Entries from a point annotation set
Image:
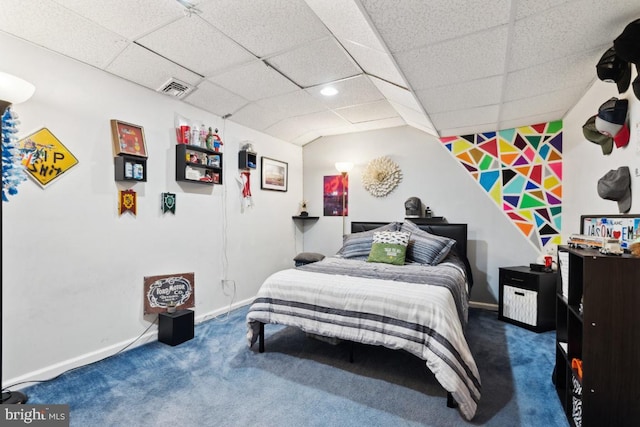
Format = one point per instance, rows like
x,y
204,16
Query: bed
x,y
419,306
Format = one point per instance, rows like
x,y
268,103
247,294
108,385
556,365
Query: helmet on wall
x,y
413,207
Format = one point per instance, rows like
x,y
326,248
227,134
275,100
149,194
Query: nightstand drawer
x,y
519,279
520,305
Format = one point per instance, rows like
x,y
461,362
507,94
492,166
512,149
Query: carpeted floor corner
x,y
216,380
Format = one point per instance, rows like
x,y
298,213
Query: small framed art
x,y
128,139
274,174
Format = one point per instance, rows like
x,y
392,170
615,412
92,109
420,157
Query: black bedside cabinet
x,y
528,298
175,328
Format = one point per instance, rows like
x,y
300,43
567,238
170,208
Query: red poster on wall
x,y
336,198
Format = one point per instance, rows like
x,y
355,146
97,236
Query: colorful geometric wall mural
x,y
521,171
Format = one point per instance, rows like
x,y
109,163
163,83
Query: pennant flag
x,y
169,203
127,202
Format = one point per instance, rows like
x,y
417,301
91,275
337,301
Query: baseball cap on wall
x,y
614,111
611,120
626,44
622,137
592,134
616,185
613,69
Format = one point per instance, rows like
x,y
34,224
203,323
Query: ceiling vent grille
x,y
176,88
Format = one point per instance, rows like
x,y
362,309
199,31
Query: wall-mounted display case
x,y
198,165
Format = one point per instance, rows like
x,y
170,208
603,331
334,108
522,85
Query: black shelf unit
x,y
305,218
598,322
203,166
130,168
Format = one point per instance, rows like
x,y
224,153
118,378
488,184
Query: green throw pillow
x,y
389,247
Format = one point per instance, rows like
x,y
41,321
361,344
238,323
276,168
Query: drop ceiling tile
x,y
294,127
305,138
577,70
555,100
474,93
368,112
254,81
352,91
426,129
214,99
375,63
528,8
467,58
265,27
141,66
572,29
466,130
380,124
196,45
54,27
292,104
316,63
130,19
396,94
546,117
478,116
413,116
254,116
347,22
410,24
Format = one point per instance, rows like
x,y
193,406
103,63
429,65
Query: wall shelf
x,y
198,165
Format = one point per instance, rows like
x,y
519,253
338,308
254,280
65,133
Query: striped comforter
x,y
417,308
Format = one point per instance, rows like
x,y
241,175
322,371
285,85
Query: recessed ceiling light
x,y
329,91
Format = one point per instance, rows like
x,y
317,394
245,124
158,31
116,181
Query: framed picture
x,y
624,227
128,139
274,175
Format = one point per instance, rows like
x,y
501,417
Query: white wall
x,y
431,173
73,269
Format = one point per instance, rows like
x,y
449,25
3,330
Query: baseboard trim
x,y
53,371
483,305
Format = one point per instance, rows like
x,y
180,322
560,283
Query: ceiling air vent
x,y
176,88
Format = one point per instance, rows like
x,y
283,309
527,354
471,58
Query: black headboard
x,y
458,232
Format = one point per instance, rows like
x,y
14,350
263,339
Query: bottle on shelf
x,y
195,135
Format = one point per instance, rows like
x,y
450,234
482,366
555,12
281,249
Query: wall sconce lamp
x,y
344,168
13,90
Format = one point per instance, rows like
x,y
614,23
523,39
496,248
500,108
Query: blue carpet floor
x,y
216,380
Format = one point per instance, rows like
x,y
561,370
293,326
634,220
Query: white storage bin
x,y
520,305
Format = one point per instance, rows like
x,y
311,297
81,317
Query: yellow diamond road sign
x,y
44,157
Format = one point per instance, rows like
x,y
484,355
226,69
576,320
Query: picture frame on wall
x,y
128,139
274,174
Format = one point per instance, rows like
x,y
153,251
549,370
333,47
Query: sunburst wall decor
x,y
381,176
520,169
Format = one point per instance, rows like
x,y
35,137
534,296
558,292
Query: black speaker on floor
x,y
175,328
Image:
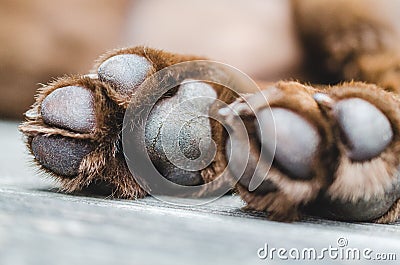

■ Work to do ■
Report every line in the entries above that contains the word "vent". Copy each of those lines in full.

■ Task answer ■
Query: ceiling vent grille
Query: ceiling air vent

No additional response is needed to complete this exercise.